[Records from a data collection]
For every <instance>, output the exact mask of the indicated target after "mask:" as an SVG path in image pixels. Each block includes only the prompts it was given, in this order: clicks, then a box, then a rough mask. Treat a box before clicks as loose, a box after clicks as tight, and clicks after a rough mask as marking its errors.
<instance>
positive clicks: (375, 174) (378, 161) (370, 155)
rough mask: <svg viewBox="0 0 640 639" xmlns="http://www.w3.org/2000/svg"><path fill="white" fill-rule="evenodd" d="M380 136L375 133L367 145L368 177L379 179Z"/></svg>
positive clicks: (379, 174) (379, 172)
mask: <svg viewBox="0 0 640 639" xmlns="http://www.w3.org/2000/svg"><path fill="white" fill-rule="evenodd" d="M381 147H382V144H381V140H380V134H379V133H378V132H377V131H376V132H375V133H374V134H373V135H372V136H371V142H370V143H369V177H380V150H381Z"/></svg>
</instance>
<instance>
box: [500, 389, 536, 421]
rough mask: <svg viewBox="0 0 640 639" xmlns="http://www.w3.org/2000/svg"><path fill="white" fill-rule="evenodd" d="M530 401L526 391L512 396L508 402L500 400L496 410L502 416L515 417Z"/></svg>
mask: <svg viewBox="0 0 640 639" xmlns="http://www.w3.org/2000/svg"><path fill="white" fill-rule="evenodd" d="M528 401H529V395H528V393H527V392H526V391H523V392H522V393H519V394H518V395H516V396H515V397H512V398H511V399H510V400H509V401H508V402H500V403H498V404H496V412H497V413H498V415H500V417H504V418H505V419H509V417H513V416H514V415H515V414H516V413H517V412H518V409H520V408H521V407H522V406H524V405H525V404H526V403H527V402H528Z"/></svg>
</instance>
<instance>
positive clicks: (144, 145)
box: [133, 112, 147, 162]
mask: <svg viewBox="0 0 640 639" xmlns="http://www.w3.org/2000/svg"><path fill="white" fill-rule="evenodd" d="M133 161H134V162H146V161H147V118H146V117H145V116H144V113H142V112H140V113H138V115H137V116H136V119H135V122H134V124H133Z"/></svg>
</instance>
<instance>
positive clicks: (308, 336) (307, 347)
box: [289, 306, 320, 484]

==

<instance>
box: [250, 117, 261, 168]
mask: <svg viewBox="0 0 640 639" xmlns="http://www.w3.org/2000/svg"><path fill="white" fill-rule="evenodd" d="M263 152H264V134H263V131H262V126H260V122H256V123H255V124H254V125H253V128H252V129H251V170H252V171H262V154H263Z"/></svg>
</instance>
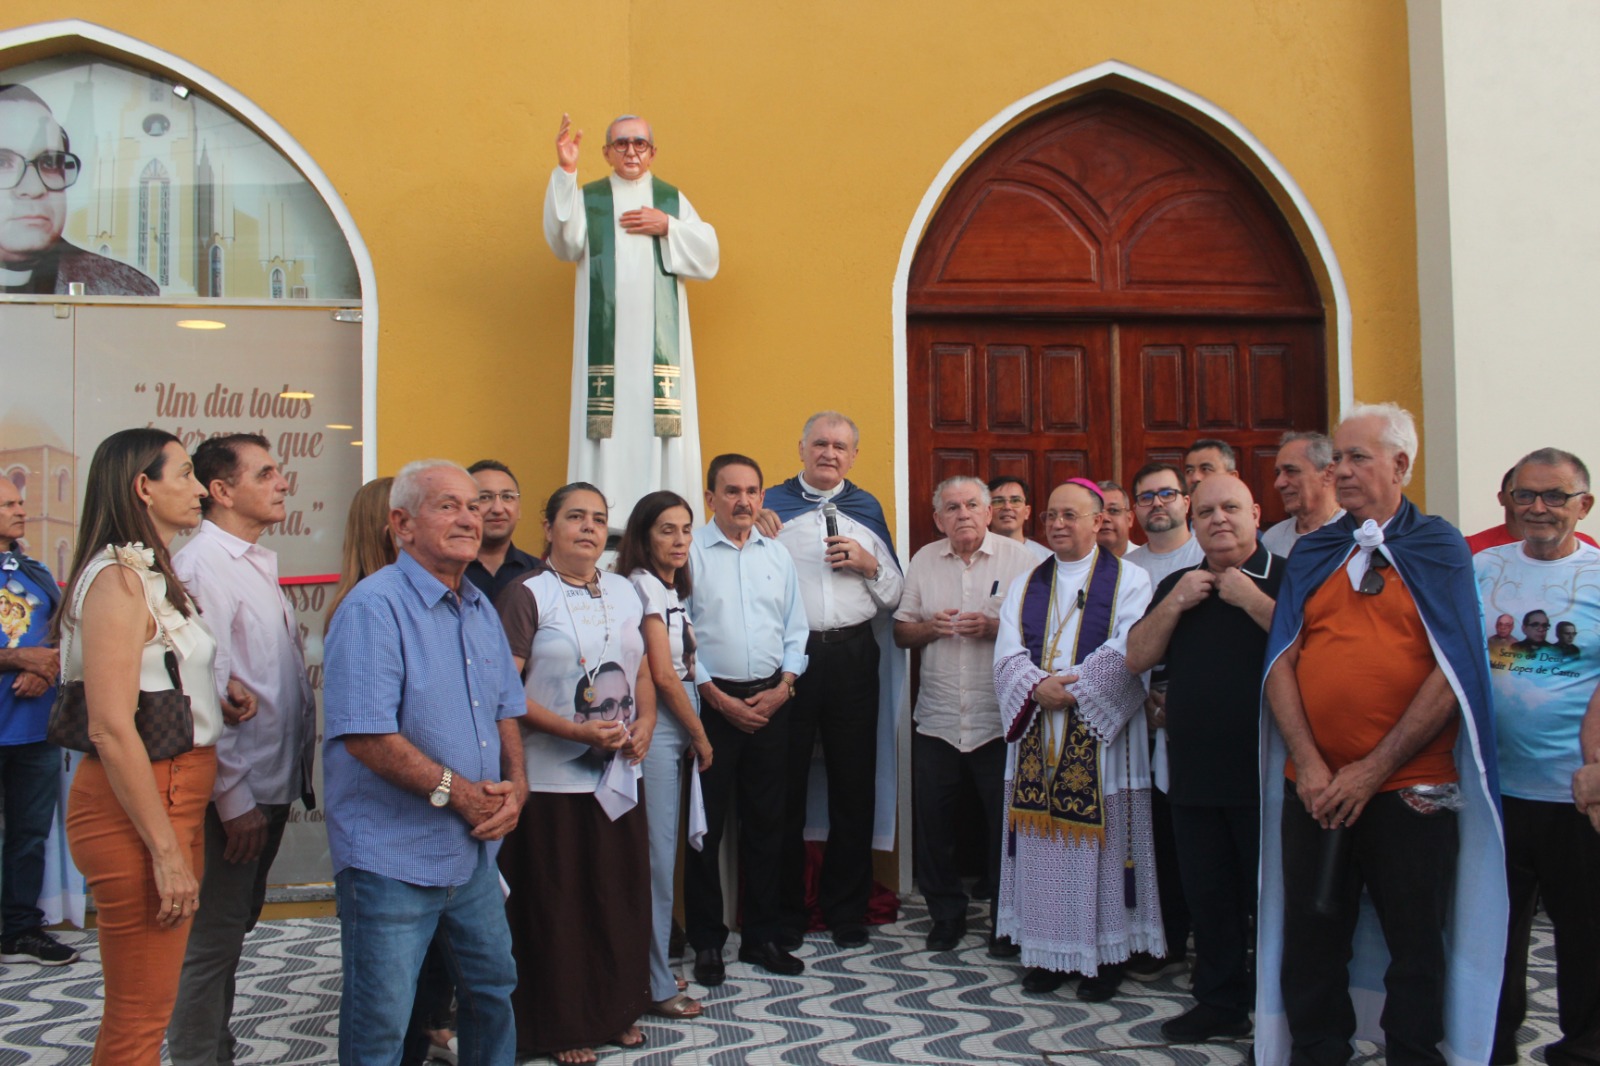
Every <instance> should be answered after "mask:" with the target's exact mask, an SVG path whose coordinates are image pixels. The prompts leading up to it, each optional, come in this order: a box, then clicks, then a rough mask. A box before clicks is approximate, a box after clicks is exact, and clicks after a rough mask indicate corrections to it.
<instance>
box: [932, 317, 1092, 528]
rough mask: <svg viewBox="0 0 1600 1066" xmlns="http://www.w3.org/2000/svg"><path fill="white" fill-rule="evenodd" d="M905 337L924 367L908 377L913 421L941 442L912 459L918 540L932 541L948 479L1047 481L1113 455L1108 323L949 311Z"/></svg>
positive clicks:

> **What to produce**
What you give back should be exactly the lines of the data above from the line with "For every <instance>, output" through the line with "box: [500, 389, 536, 421]", both of those included, and nothing more.

> **Result**
For every <instance>, output the exact mask of the indicated target after "mask:" as an SVG path in image pixels. Each block includes only the prompts it was given, in this order: clicks, then a box, then a rough mask. Treat a box before clicks as loose, a box after clicks as tight, and clicks after a rough mask as marking its errors.
<instance>
positive clicks: (375, 174) (378, 161) (370, 155)
rough mask: <svg viewBox="0 0 640 639" xmlns="http://www.w3.org/2000/svg"><path fill="white" fill-rule="evenodd" d="M380 136L375 133L367 145L368 177L379 179Z"/></svg>
positive clicks: (379, 174) (379, 172)
mask: <svg viewBox="0 0 640 639" xmlns="http://www.w3.org/2000/svg"><path fill="white" fill-rule="evenodd" d="M381 147H382V144H381V140H380V134H379V133H378V132H377V131H376V132H375V133H374V134H373V135H372V136H371V142H370V143H369V177H380V150H381Z"/></svg>
</instance>
<instance>
box: [500, 389, 536, 421]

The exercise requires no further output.